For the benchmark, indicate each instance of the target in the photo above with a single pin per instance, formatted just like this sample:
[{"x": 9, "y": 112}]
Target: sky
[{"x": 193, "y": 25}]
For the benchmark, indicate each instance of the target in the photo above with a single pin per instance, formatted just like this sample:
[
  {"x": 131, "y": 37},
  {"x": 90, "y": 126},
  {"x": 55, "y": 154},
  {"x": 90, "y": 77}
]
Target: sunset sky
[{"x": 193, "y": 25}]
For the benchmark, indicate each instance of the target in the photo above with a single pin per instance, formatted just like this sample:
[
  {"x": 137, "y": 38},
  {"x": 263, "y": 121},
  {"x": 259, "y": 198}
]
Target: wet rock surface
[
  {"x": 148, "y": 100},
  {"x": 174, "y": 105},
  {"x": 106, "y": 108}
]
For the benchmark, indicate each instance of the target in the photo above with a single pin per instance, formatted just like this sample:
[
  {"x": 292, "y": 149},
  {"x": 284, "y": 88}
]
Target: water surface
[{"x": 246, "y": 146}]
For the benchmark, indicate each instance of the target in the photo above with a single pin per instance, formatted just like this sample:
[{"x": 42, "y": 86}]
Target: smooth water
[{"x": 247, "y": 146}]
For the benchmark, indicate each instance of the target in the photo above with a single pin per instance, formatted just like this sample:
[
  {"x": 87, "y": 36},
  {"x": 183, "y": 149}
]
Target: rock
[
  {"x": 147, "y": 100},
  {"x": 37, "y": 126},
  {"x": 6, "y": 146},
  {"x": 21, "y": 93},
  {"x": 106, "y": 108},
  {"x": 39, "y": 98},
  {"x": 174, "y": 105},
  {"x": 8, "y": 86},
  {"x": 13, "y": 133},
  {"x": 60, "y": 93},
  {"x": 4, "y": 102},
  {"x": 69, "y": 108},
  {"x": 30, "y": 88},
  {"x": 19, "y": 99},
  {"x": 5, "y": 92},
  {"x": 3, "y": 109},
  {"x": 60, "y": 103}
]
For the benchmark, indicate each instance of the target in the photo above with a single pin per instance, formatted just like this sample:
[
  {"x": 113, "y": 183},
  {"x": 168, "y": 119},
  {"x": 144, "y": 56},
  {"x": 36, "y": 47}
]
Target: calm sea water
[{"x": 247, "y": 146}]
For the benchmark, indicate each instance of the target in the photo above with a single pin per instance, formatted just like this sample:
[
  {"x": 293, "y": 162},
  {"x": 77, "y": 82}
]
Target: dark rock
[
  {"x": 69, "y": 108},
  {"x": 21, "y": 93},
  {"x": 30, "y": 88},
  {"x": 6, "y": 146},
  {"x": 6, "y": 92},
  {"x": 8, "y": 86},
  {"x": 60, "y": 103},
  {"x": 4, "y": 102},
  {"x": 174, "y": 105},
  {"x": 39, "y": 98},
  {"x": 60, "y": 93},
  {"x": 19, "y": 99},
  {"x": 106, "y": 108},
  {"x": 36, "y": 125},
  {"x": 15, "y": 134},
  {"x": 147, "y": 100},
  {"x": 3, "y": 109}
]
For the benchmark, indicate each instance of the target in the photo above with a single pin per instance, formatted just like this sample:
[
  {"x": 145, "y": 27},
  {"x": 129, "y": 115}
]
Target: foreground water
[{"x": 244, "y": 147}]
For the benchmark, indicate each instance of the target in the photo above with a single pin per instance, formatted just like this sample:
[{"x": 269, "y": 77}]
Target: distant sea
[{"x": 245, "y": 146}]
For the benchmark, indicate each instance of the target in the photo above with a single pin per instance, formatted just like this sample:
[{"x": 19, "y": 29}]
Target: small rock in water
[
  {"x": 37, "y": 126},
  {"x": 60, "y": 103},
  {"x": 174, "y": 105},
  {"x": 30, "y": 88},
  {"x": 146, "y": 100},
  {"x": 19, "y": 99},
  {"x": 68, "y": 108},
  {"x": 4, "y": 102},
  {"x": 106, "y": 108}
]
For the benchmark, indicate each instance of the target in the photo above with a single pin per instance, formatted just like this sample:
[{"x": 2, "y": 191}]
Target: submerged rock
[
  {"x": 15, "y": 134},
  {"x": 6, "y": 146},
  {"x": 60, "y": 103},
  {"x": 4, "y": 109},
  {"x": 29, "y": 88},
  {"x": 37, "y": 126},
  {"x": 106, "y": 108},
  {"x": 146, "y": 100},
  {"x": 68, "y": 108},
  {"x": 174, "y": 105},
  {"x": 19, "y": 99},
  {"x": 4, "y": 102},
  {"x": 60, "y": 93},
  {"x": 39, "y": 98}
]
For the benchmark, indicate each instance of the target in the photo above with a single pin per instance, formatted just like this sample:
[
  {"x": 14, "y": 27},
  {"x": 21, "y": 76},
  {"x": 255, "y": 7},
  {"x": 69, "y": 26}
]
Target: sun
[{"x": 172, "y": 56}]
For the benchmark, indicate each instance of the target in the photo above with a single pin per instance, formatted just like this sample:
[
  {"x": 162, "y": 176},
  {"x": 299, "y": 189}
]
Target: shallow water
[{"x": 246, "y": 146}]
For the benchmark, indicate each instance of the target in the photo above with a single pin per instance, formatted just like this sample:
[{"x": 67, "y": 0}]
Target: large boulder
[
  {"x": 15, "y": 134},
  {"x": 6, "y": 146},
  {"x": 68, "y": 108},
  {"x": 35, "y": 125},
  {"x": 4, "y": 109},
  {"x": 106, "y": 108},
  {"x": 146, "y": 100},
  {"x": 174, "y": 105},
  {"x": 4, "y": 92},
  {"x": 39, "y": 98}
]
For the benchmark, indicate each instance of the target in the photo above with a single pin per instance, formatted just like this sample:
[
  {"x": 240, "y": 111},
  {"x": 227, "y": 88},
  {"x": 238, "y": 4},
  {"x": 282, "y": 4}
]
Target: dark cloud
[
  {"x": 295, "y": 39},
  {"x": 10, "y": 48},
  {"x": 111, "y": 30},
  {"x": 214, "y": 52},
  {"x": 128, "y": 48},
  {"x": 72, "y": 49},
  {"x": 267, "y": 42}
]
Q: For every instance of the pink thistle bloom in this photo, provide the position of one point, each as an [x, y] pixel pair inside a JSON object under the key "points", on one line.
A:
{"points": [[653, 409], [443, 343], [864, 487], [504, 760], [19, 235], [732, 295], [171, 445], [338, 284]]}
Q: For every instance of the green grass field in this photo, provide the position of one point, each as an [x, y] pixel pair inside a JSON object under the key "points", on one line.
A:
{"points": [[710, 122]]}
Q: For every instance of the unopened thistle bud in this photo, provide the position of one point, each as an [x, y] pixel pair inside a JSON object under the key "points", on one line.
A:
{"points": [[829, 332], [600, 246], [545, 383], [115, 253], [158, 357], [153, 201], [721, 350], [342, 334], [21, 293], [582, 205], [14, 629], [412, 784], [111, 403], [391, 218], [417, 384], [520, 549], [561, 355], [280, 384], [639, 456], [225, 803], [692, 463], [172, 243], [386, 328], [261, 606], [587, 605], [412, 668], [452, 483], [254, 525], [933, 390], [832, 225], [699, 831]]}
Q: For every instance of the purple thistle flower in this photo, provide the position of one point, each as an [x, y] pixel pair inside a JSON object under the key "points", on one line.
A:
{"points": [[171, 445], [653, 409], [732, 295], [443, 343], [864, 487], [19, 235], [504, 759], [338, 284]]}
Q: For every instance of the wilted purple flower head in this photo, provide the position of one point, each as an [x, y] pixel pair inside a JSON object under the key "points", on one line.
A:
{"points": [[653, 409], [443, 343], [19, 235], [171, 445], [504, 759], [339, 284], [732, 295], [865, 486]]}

--------------------------------------------------

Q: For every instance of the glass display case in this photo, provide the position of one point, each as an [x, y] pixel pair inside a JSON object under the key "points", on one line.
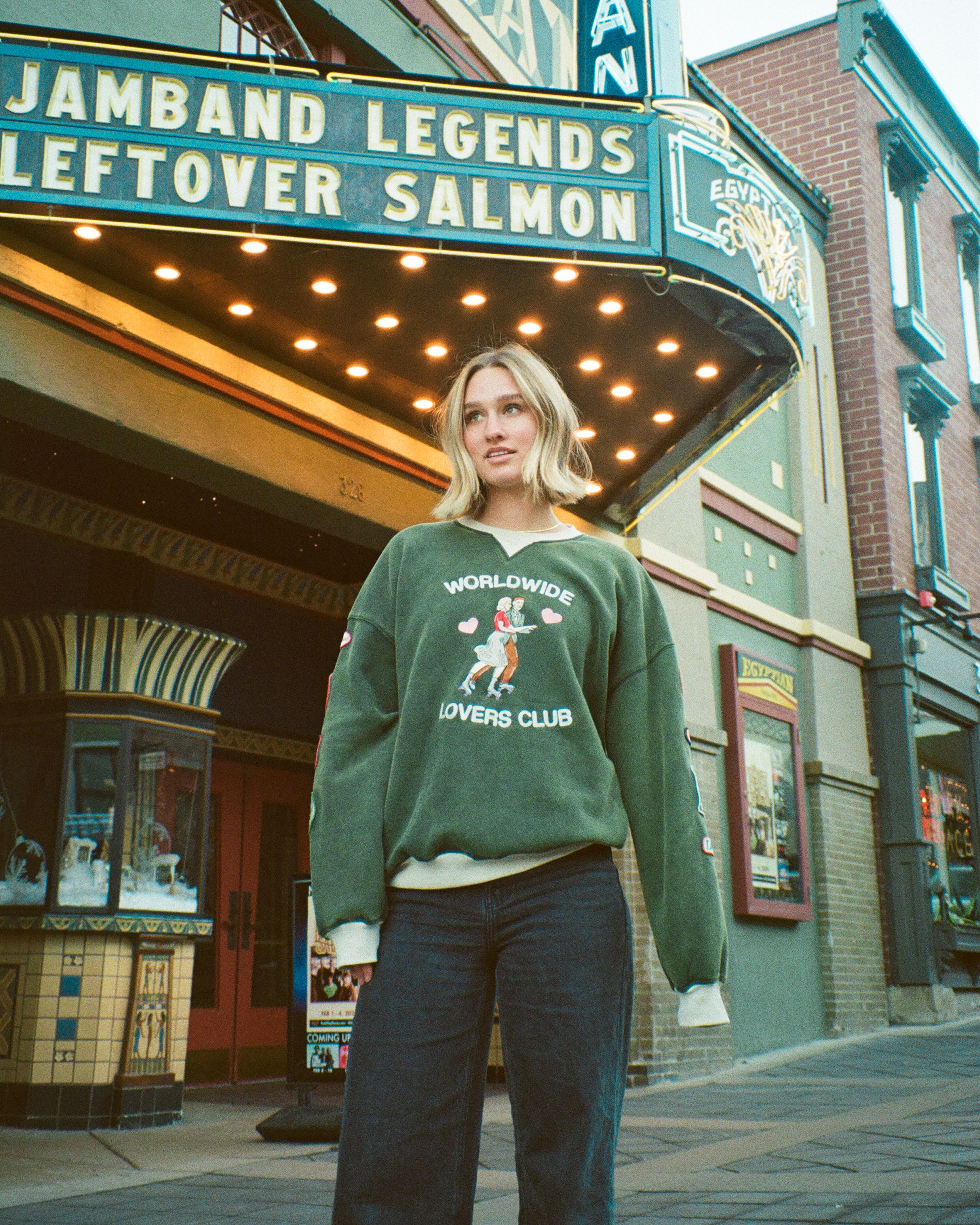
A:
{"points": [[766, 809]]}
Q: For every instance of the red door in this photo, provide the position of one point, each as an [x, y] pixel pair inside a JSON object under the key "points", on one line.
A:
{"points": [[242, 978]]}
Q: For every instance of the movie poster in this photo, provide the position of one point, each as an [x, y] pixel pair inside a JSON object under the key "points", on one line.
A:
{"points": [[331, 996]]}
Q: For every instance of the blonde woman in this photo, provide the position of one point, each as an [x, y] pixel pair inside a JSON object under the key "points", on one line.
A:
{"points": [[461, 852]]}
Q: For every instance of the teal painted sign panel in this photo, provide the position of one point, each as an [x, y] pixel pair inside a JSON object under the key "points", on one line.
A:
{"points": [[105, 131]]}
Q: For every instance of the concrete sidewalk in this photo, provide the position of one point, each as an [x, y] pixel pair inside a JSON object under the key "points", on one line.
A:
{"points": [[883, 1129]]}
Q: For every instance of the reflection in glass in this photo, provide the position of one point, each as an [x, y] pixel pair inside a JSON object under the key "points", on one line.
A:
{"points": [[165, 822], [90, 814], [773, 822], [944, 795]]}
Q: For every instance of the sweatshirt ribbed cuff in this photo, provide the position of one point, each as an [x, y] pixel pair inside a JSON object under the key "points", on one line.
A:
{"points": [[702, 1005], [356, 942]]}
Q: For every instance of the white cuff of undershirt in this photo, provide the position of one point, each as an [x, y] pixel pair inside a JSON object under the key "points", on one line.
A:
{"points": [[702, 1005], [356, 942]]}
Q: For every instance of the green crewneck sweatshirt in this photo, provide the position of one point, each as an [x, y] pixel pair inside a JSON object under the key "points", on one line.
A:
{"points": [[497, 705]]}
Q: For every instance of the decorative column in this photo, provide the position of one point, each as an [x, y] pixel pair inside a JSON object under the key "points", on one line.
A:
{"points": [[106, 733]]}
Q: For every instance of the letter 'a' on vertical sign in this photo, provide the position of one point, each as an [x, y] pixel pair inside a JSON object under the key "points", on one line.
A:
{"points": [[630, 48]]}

--------------------------------------------------

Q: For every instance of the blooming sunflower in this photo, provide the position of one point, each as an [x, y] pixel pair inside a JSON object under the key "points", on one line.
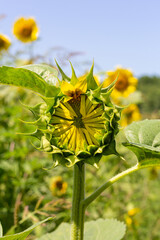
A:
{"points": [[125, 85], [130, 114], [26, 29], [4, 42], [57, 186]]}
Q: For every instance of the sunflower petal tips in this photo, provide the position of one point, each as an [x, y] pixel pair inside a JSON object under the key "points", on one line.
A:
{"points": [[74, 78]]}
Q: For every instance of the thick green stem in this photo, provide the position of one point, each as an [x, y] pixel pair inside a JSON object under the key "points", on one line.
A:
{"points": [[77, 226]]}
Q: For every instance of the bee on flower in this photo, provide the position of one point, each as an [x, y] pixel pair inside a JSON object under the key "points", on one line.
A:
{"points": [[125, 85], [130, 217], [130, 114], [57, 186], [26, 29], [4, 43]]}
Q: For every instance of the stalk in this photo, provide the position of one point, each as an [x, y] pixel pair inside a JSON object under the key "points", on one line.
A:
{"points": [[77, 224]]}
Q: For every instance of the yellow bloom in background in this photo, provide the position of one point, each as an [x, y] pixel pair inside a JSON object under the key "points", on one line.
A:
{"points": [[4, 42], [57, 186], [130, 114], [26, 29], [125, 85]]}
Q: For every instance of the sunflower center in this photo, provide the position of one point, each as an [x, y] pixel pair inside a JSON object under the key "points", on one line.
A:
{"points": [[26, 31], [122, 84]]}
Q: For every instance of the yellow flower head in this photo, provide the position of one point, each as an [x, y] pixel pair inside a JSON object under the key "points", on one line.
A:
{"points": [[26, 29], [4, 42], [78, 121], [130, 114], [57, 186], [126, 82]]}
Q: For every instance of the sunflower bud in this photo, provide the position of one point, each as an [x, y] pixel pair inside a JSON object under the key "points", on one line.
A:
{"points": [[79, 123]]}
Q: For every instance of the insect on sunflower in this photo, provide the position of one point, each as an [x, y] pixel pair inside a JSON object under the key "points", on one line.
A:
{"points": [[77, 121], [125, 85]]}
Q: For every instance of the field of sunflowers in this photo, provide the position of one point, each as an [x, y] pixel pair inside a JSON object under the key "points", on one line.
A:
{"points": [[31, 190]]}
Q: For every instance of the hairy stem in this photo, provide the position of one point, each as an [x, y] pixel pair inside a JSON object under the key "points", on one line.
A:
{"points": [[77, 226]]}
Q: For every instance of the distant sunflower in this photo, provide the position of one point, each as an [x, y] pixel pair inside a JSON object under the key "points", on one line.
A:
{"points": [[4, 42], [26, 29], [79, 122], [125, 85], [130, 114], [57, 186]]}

--------------------------------------------------

## EXERCISE DETAILS
Gather every line of the data above that contains the string "stem", treating uppercase and lowercase letters as different.

## RESULT BELOW
Q: For every instance of the thick green stem in this photo, provide the position of one point, each as an [x, y] pixel pair inside a JSON object under the key "points", on one line.
Q: For every instance of the hairy stem in this photo, provide the position of one point, each as an [x, y] pixel pair inside a JSON object under the key "points", on one line.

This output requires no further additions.